B1G/SEC Challenge proposal (FB)

Submitted by Gr1mlock on

So Bielema laid this idea out there, replacing the SEC's annual FCS weekend with a 14 on 14 challenge, same as the B1G/ACC or Big 12/SEC challenges in basketball.   This is obviously pure theory and has no decision makers involved yet, but still curious to hear people's opinions.  I for one would love to see this, especially if they make it alternate home games like in basketball.  Helps every team, gives fans something interesting and new on the schedule, and ensures an extra quality game every year.  

 

http://espn.go.com/college-football/story/_/id/14163970/bret-bielema-ar…

SF Wolverine

November 18th, 2015 at 6:08 PM ^

Would be awesome for fans, strength of schedule, and as an example to other conferences to do likewise.  I assume you'd try and pair strength against strength, and that you would do a home and home in successive years, or something like that.  Maybe do an eight-year deal where you might get your home and home in non-consecutive years.
== == ==
_INSTRUCTIONS TO FOLLOW_: In the forum thread, what reasons does the original poster give for wanting the proposed 14-on-14 challenge? Answer in one to three sentences. The data is not needed for the task that follows the forum thread.
== == ==
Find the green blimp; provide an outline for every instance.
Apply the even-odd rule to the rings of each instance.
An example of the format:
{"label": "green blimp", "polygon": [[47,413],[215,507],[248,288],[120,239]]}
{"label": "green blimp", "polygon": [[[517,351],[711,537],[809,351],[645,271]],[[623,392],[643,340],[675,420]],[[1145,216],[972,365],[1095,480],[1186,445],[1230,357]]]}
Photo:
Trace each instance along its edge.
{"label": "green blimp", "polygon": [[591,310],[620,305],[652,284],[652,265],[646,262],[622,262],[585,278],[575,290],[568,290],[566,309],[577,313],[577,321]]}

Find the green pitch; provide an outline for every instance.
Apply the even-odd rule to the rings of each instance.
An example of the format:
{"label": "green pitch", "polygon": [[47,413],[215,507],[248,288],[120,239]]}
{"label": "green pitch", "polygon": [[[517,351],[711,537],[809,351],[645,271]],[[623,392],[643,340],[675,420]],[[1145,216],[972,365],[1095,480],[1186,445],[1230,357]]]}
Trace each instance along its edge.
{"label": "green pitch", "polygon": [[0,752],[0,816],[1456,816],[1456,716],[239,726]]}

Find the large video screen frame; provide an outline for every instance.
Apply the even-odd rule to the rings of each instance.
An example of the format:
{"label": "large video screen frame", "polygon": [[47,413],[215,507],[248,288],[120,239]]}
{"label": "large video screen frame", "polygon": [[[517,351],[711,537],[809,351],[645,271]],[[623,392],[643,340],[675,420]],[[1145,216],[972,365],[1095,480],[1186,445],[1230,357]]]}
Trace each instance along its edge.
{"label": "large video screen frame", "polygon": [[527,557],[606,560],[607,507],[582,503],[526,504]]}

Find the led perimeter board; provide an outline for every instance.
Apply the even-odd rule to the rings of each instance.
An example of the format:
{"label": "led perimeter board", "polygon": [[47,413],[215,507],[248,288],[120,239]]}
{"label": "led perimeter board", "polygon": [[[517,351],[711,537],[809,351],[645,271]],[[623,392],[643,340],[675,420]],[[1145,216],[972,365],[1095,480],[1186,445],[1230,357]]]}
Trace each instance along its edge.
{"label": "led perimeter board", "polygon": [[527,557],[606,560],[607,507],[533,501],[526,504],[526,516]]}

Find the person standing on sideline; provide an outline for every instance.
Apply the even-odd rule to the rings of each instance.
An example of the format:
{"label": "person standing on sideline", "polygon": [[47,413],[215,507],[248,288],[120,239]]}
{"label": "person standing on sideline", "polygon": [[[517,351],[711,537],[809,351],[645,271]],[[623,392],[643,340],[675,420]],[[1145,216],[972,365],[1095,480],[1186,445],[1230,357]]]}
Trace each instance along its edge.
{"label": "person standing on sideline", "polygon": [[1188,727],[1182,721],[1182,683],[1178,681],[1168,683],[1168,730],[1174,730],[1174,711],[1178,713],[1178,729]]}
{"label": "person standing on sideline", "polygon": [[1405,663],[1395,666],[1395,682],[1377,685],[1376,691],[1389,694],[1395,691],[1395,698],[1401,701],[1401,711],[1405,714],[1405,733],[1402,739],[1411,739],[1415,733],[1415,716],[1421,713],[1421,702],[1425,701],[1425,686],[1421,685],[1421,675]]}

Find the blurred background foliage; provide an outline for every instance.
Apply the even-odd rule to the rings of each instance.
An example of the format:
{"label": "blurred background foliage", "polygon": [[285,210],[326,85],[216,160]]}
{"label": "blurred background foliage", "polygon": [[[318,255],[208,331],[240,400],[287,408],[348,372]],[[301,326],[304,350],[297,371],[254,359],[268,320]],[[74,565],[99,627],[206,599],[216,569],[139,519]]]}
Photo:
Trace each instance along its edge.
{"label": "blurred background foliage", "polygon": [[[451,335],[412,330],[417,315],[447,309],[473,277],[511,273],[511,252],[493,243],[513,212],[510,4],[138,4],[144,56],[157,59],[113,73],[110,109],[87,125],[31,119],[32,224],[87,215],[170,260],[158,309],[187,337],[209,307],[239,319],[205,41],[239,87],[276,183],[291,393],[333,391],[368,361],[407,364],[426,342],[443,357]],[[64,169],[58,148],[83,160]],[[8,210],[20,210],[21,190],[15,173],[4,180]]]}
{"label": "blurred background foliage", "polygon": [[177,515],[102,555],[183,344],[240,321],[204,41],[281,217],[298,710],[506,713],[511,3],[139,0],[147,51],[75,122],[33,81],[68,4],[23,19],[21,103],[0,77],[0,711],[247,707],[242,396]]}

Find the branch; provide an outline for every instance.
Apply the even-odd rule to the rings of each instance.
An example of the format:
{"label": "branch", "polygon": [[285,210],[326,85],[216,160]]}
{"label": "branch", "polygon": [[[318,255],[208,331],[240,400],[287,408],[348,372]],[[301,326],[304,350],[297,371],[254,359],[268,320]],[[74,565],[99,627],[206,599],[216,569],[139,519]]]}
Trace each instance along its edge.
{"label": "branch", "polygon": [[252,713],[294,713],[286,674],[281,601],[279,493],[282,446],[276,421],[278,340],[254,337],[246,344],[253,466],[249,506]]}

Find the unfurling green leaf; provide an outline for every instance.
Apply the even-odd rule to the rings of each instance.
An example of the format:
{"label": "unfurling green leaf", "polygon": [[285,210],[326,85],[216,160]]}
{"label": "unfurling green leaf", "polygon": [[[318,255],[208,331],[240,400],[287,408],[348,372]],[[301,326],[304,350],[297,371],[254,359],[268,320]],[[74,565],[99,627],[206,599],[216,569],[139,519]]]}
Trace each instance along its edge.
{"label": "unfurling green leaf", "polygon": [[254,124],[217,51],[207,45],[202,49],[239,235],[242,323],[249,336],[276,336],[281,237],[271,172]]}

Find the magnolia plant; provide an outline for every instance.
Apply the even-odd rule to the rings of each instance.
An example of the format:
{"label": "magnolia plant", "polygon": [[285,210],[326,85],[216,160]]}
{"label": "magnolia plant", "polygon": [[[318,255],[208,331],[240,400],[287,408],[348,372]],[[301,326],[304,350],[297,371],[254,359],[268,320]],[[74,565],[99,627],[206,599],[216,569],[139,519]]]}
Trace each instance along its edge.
== == ==
_TASK RESULT_: The poster says the challenge would help every team and give fans something interesting and new on the schedule. It would also ensure an extra quality game every year.